Passage shown =
------------------------------------------------------------------------

Java is, in truth, a standard and not just a particular line of software downloads released from Sun. For simplicity, though, we’ll only consider the Sun releases and their terminology, as Sun’s Java is the most popular implementation and the one learners should use.

Standard Edition (SE) vs. Enterprise Edition (EE) vs. Micro Edition (ME)

Java comes in three “editions”, which, strictly speaking, are specifications, not actual implementations of a JVM (Java Virtual Machine) and Java libraries. In practice, though, the terms are most commonly used to distinguish between the three Java implementations freely downloadable from Sun.

  • SE is the baseline JVM and libraries. This is the edition used by most PC end-users.
  • The JVM you get with EE is one and the same with the one in SE, but EE adds a large number of libraries for server-oriented programming. It generally never hurts to download and run Sun’s EE Java distribution, but as a learner, you’ll likely never use the EE libraries. I prefer to browse the SE documentation so I don’t have to wade through EE stuff I never use.
  • ME is Java adapted for resource-constrained (i.e. low memory, low power) devices, e.g. cellphones and PDA’s. Because of their typically low storage and memory capacities, such devices can’t afford to have all the libraries found in SE (and certainly not in EE). Small devices differ significantly from one another and so Sun leaves it up to device makers to offer proper implementations of ME for their particular platform. Sun has an ME reference implementation that runs on PC’s which is used for software development (just because you’re writing software for a cellphone doesn’t mean you want to write it on a cellphone!).

------------------------------------------------------------------------

Required actions =
- 1) Translate this sentence from the passage on Java editions into Spanish: "Small devices differ significantly from one another and so Sun leaves it up to device makers to offer proper implementations of ME for their particular platform."
- 2) Write out everything in the passage on Java editions from "Java is, in" down to "most PC end-users.".
The material after this point comes from a separate source.

------------------------------------------------------------------------

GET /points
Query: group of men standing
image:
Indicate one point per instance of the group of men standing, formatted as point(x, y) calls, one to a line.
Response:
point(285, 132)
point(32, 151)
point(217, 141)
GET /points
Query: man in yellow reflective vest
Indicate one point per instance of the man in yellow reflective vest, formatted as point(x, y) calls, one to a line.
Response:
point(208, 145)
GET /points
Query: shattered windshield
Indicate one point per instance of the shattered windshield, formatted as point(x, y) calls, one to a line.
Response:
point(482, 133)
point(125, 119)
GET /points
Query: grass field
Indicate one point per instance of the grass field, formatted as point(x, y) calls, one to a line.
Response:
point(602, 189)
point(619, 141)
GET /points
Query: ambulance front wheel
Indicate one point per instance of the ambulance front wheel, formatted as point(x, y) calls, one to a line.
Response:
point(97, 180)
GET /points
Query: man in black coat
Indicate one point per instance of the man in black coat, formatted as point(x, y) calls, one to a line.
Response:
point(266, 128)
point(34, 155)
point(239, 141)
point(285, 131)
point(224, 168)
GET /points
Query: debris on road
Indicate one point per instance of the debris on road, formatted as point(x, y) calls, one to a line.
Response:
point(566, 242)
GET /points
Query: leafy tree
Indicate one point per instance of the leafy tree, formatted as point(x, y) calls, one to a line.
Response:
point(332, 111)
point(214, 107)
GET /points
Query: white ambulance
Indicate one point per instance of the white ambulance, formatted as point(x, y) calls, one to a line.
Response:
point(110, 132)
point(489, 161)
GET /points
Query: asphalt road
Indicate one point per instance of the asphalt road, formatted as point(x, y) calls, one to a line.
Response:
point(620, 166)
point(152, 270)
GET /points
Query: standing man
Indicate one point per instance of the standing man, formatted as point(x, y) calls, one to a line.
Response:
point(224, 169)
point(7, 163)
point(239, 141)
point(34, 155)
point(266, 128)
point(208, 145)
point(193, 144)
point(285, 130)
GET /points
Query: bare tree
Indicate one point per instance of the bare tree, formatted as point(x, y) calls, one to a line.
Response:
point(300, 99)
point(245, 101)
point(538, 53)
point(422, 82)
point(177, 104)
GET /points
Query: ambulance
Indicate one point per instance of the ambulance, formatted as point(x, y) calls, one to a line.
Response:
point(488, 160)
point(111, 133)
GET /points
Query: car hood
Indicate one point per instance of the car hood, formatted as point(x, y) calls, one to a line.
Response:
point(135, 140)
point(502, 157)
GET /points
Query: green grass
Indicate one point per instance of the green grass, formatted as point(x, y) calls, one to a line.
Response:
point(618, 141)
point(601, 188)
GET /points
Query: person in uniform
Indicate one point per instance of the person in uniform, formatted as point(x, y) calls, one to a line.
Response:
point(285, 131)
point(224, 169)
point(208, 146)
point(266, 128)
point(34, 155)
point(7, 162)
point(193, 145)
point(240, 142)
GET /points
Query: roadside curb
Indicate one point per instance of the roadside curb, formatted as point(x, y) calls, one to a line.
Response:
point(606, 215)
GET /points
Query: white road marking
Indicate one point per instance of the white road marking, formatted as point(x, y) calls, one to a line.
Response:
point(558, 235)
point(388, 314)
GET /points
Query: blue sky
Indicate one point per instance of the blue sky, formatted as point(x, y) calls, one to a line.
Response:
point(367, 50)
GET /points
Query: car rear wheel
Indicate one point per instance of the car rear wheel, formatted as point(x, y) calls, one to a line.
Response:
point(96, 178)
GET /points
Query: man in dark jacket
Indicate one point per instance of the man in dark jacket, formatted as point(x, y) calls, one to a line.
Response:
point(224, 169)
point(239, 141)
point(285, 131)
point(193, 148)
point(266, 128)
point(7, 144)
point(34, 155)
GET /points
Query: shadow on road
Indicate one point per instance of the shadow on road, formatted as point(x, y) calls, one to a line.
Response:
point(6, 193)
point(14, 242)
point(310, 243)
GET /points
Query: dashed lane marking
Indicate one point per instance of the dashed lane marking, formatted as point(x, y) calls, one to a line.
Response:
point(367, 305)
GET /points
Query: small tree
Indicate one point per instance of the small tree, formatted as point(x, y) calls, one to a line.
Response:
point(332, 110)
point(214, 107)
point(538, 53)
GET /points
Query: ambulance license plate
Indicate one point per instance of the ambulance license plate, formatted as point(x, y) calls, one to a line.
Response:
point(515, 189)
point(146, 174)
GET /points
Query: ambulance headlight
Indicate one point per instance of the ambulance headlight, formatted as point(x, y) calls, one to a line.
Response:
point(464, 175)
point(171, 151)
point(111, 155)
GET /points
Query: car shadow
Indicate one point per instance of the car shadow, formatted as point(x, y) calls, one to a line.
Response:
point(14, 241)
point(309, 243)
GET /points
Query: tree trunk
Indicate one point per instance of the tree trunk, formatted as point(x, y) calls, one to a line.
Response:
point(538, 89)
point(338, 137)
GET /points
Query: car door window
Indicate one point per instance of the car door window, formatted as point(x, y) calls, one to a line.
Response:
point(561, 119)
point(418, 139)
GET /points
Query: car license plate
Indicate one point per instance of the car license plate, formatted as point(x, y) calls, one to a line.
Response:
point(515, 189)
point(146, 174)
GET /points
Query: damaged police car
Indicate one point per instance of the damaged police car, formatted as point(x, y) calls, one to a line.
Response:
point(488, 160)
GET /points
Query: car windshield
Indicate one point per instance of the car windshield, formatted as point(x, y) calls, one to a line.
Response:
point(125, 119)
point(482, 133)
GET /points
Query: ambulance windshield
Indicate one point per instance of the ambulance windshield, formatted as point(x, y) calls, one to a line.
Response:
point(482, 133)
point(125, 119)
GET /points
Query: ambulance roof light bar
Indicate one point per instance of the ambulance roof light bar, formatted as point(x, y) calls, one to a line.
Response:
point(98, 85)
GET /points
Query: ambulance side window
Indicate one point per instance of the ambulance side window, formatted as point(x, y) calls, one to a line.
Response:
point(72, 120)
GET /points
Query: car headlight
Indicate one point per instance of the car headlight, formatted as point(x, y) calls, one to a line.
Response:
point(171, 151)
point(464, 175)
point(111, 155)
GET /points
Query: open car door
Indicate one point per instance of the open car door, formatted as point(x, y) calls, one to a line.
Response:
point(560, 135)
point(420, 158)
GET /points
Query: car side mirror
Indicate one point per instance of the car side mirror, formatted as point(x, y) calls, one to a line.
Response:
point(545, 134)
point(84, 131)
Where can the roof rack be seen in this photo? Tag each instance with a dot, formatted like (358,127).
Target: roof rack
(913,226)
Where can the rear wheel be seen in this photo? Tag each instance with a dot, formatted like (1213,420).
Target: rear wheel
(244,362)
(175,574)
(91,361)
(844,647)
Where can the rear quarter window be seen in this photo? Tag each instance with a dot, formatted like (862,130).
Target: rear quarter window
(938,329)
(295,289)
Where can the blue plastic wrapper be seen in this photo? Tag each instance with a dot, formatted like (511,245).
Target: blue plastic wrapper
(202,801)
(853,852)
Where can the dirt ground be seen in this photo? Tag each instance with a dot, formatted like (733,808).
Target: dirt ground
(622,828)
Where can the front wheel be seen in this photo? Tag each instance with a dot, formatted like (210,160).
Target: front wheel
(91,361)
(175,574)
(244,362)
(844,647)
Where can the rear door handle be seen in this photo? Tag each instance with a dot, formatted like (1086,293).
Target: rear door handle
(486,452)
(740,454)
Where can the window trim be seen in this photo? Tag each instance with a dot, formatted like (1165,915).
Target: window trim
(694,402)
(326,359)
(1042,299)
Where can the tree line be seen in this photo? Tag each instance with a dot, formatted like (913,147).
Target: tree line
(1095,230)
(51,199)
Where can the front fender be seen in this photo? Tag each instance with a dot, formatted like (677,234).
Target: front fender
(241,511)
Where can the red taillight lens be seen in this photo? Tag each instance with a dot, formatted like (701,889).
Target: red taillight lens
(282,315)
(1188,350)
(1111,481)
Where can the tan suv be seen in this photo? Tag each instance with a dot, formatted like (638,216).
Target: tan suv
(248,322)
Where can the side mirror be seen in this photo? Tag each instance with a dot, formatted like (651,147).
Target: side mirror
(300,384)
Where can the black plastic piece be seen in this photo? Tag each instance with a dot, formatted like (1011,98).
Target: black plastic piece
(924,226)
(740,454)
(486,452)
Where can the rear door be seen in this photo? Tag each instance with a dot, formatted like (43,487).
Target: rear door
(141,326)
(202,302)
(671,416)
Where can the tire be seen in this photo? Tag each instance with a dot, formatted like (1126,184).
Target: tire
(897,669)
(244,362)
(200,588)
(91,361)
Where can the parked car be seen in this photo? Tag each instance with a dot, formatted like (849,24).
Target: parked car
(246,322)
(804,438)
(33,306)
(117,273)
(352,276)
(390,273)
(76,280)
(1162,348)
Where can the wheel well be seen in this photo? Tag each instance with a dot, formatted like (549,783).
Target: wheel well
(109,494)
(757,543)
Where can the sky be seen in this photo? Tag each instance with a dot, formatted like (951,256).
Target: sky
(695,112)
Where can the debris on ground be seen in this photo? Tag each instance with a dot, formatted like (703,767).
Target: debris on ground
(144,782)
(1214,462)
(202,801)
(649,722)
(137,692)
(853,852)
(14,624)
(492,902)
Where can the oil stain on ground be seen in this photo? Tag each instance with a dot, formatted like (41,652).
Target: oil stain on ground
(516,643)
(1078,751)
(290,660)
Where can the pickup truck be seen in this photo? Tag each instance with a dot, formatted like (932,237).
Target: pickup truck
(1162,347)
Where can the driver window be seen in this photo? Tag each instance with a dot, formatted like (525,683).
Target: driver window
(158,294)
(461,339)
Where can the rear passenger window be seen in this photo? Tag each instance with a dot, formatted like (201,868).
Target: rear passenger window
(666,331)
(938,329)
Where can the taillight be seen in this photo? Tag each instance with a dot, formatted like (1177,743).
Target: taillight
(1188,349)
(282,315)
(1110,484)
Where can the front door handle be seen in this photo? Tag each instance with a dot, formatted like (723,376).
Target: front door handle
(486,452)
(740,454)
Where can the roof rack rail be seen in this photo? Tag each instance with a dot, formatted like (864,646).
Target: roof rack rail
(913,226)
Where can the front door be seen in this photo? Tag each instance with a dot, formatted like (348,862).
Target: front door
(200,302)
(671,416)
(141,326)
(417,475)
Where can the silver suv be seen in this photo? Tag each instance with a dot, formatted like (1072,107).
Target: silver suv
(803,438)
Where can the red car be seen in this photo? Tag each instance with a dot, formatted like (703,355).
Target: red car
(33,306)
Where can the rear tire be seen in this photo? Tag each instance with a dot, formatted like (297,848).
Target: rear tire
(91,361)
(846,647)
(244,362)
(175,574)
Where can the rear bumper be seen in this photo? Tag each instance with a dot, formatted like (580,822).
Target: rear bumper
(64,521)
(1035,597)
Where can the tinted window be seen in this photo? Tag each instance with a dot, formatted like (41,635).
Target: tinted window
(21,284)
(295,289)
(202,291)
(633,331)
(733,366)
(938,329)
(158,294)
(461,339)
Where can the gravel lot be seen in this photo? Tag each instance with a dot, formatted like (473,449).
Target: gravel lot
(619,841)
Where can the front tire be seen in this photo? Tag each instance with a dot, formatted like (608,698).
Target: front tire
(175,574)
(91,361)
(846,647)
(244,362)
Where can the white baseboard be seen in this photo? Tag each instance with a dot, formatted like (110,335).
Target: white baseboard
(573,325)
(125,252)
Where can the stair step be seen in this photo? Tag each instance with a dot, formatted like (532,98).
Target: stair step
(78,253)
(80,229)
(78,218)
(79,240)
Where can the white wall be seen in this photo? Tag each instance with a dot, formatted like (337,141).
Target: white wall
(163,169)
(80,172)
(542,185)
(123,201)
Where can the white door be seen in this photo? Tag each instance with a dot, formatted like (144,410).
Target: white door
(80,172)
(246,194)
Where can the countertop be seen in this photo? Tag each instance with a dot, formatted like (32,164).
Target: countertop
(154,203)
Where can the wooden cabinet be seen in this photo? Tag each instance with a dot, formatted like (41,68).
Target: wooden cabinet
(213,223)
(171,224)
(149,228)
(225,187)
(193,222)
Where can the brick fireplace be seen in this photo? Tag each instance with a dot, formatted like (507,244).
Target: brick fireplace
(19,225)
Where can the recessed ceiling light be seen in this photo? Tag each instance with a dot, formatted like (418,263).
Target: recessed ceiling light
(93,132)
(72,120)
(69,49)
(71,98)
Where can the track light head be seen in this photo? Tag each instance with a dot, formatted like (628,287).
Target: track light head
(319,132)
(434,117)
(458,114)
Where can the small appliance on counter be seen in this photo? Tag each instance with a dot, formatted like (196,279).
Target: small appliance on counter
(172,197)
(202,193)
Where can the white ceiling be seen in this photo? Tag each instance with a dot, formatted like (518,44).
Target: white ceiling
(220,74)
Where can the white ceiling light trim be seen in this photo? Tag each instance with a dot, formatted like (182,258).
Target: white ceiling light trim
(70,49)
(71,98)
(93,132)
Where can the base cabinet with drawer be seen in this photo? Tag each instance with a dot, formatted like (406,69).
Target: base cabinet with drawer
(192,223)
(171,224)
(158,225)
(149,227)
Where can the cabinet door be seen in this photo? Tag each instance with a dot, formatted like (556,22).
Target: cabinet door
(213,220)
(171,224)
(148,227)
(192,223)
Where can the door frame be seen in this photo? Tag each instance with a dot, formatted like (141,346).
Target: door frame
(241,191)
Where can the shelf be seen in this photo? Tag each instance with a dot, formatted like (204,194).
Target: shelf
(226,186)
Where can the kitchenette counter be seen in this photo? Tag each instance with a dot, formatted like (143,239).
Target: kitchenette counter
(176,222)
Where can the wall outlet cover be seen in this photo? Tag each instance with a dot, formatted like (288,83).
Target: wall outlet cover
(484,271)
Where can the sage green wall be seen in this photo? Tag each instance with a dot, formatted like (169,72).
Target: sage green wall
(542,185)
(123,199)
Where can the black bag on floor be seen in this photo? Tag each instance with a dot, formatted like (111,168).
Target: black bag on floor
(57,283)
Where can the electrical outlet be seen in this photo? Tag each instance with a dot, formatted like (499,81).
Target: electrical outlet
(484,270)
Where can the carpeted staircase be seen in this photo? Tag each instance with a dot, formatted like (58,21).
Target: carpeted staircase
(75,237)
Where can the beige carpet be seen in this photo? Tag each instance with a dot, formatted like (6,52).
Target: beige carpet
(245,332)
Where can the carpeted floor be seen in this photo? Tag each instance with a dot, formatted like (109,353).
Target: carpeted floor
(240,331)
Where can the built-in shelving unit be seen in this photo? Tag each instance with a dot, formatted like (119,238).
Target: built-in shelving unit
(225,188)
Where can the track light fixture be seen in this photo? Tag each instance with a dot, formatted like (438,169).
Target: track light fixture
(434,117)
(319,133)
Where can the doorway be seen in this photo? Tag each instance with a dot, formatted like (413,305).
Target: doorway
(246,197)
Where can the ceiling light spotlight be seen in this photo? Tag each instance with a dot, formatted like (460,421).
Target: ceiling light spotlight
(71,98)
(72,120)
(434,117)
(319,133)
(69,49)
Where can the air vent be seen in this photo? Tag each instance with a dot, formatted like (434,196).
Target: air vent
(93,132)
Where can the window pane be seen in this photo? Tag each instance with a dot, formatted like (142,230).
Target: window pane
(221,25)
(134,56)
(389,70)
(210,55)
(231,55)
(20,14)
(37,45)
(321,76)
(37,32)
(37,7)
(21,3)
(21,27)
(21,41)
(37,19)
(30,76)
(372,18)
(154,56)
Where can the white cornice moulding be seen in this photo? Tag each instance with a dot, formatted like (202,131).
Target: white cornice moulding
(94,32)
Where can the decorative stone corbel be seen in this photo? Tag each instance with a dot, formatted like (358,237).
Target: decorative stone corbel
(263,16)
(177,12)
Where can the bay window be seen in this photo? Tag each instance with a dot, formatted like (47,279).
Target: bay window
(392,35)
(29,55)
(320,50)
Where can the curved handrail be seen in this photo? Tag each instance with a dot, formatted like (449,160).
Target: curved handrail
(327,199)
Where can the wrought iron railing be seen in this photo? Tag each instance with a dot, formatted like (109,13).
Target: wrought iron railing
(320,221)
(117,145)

------------------------------------------------------------------------

Responses =
- 1) Los dispositivos pequeños difieren considerablemente entre sí, por lo que Sun deja en manos de los fabricantes de dispositivos ofrecer implementaciones adecuadas de ME para su plataforma particular.

- 2)
Java is, in truth, a standard and not just a particular line of software downloads released from Sun. For simplicity, though, we’ll only consider the Sun releases and their terminology, as Sun’s Java is the most popular implementation and the one learners should use.

Standard Edition (SE) vs. Enterprise Edition (EE) vs. Micro Edition (ME)

Java comes in three “editions”, which, strictly speaking, are specifications, not actual implementations of a JVM (Java Virtual Machine) and Java libraries. In practice, though, the terms are most commonly used to distinguish between the three Java implementations freely downloadable from Sun.

  • SE is the baseline JVM and libraries. This is the edition used by most PC end-users.